Object location annotation entries

[BEGIN]

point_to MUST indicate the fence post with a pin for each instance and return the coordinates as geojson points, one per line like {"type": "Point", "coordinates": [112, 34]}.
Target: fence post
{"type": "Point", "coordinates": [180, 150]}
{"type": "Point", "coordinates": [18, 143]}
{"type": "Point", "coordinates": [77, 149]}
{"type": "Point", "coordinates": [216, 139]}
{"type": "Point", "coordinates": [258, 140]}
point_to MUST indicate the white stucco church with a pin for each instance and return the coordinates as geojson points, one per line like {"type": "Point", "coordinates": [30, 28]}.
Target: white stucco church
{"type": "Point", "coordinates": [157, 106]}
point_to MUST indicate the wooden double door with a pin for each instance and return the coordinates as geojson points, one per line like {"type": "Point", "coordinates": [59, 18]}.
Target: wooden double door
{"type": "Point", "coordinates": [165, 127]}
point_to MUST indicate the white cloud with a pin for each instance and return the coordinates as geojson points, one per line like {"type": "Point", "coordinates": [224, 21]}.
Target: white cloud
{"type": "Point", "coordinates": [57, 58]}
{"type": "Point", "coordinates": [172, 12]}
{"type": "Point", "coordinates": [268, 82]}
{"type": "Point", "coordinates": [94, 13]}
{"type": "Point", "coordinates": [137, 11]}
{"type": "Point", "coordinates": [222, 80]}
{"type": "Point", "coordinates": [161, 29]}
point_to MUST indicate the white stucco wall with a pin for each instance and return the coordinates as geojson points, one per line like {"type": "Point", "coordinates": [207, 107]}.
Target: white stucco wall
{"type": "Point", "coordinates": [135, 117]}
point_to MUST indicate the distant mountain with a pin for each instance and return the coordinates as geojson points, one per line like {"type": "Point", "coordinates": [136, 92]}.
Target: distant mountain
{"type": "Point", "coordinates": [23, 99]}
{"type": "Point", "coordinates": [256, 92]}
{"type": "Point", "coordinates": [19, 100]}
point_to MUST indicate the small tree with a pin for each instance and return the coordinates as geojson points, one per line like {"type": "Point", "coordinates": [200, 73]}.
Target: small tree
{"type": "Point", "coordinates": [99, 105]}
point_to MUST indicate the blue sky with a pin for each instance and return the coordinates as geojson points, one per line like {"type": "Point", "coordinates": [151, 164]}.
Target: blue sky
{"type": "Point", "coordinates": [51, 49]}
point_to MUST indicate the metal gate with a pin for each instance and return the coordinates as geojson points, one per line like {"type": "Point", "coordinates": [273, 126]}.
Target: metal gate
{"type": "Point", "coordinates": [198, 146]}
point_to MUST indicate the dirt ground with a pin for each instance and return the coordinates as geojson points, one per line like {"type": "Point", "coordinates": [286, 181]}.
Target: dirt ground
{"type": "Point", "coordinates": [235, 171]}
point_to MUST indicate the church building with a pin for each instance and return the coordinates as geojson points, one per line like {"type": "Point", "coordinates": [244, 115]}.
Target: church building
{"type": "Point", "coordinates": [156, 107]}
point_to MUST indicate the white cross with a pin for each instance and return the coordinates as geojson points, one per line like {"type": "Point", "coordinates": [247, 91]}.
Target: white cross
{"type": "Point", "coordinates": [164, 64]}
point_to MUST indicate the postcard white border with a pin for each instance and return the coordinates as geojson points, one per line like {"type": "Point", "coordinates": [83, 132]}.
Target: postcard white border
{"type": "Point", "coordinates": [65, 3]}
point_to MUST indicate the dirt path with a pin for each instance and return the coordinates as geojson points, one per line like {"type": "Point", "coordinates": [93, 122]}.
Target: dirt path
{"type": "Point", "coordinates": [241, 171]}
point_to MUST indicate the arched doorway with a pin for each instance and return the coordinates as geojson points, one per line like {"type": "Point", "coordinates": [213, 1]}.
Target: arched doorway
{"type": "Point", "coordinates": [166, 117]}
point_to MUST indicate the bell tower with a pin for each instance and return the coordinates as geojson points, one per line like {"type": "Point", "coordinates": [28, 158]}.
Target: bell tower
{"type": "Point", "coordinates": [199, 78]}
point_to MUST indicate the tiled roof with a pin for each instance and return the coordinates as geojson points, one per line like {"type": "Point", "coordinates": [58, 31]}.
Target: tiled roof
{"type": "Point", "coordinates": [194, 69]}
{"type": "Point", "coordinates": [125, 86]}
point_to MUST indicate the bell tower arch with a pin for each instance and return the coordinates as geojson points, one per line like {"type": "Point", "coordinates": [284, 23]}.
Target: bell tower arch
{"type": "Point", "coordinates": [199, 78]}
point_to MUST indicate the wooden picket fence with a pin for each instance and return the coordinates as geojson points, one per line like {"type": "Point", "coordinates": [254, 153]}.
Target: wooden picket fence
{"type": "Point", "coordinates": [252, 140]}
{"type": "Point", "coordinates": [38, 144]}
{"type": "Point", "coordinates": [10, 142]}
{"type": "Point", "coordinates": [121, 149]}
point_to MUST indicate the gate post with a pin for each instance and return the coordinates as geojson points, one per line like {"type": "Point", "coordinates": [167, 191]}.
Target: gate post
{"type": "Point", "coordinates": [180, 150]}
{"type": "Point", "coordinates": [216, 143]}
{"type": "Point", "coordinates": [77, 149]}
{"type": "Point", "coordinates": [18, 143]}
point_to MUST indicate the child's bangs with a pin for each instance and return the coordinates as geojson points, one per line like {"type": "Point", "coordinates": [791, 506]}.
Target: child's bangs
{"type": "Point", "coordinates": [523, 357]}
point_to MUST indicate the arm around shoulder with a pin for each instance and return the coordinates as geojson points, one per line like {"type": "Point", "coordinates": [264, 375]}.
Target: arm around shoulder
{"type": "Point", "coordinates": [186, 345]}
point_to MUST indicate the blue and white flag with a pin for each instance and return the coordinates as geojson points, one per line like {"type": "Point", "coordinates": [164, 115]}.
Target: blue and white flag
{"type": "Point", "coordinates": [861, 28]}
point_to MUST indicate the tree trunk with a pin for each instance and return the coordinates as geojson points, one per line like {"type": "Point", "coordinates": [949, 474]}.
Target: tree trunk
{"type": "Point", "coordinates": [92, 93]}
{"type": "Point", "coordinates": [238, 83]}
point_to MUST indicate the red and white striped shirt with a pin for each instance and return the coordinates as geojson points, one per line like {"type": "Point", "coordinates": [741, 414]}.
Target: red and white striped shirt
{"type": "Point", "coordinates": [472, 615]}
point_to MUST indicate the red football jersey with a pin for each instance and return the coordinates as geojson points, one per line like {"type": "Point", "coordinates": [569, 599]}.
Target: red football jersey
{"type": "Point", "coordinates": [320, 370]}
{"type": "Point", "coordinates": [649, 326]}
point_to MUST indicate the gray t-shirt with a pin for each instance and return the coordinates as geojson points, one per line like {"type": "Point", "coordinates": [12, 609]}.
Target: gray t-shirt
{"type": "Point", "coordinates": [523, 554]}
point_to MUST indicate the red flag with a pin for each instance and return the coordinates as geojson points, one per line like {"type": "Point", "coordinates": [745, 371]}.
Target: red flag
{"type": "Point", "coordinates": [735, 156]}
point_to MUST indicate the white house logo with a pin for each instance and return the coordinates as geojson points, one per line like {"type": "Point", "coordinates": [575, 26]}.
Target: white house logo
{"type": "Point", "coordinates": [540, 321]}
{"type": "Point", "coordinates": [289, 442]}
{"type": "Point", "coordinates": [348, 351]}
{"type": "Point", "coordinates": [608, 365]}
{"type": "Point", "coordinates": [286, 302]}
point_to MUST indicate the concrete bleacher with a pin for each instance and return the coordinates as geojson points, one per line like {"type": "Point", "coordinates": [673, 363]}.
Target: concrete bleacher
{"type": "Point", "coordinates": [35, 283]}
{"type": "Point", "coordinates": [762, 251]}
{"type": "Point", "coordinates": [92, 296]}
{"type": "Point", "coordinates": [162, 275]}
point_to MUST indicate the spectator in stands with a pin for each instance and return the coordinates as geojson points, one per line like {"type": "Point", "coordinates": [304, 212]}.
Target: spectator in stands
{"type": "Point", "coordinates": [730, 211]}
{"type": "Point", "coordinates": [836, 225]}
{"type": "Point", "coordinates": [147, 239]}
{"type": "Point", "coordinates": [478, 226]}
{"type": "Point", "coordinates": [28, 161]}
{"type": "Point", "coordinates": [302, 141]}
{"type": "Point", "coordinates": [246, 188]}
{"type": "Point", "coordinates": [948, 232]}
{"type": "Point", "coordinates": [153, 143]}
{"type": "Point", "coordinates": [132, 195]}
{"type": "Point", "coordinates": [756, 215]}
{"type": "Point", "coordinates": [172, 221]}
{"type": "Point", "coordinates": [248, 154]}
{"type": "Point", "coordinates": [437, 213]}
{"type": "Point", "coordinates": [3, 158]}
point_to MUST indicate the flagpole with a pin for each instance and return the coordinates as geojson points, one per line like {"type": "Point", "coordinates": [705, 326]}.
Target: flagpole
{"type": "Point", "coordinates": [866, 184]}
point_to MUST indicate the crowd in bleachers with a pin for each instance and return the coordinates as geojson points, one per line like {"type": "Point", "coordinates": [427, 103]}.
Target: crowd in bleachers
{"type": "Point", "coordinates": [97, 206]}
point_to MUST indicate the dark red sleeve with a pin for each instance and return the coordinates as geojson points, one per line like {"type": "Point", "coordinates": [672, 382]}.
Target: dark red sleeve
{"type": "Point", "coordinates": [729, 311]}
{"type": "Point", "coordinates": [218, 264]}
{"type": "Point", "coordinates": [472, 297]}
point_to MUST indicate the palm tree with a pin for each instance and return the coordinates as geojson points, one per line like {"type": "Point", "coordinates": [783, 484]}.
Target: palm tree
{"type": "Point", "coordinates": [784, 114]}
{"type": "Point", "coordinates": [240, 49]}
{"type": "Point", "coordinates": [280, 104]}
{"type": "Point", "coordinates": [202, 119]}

[END]

Write out the lines above, without changes, from the line containing "point_to MUST indicate the palm" through the end of the entries, including both the first and the last line.

point_to MUST indicate the palm tree with a pin for each instance and return the coordinates as geojson points, one per line like {"type": "Point", "coordinates": [783, 484]}.
Target: palm tree
{"type": "Point", "coordinates": [784, 114]}
{"type": "Point", "coordinates": [240, 49]}
{"type": "Point", "coordinates": [280, 104]}
{"type": "Point", "coordinates": [202, 119]}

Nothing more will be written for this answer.